### Directives:
**1)** Decide whether each statement below, (a), (b) and (c), agrees with the forum thread on the P229 SAS Gen 2, answering yes or no and quoting the deciding words of the thread. (a) Buds listed the pistol for $863. (b) The link to the pistol opened for VAMarine. (c) The pistol that arrived had a rail.
**2)** Print the part of the forum thread on the P229 SAS Gen 2 between "# P229 SAS Gen" and "appreciate your thoughts.", inclusive.

### Selected excerpt:

┏━━

# P229 SAS Gen 2 with Tac Rail?



## midlifecrisis (Jul 16, 2011)

I've narrowed my search down to either the P229 Enhanced Elite or SAS Gen 2 both in 40 caliber. Today I looked at guns at Buds and I saw them selling a P229 SAS Gen 2 with a Tac Rail for $863. Since they give the Sig model # as E29-40-SAS2B I assume it's not a rail but I want to make sure before giving them my money. I called their CS and the guy there said that as far as he could tell it did have a rail. I would appreciate your thoughts.


----------



## VAMarine (Dec 25, 2008)

Got a link to the gun @ Budswebsite? As far as I know, the SAS models do not have rails.


----------



## midlifecrisis (Jul 16, 2011)

VAMarine- Here's the link...

Sig Sauer Black 12 + 1 Round 40 S&W Generation 2 w/Tac Rail/ SHIPS FREE


----------



## VAMarine (Dec 25, 2008)

the link didn't work but I found the item. Could be that the item was a special run/order etc. I'd make damn sure that the sales person had that item in his hand and that in the event that the gun is not as described that they would take it back.


----------



## bearone2 (Aug 27, 2011)

no rail, guaranteed, i have one.


----------



## midlifecrisis (Jul 16, 2011)

bearone2 said:


> no rail, guaranteed, i have one.


Thanks everyone for your help. Buds said that the gun didn't have a rail (the picture was a stock picture) so I bought it NIB. A few days later it came. I felt like my first date when I saw her...no rail and smooth and sassy. I've put around 600 rounds since then and it is absolutely perfect.


----------

┗━━

### Records supplied:
┏━━

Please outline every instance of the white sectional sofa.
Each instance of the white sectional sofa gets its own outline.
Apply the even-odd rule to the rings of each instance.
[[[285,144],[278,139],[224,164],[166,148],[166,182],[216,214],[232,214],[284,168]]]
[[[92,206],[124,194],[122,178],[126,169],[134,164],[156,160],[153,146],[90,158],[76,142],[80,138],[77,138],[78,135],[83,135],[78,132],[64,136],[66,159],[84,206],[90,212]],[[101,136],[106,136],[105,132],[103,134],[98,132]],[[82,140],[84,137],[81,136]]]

┗━━

### Solutions to each task:
**1)**
(a) Yes: "a P229 SAS Gen 2 with a Tac Rail for $863"
(b) No: "the link didn't work but I found the item"
(c) No: "no rail and smooth and sassy"

**2)**
# P229 SAS Gen 2 with Tac Rail?



## midlifecrisis (Jul 16, 2011)

I've narrowed my search down to either the P229 Enhanced Elite or SAS Gen 2 both in 40 caliber. Today I looked at guns at Buds and I saw them selling a P229 SAS Gen 2 with a Tac Rail for $863. Since they give the Sig model # as E29-40-SAS2B I assume it's not a rail but I want to make sure before giving them my money. I called their CS and the guy there said that as far as he could tell it did have a rail. I would appreciate your thoughts.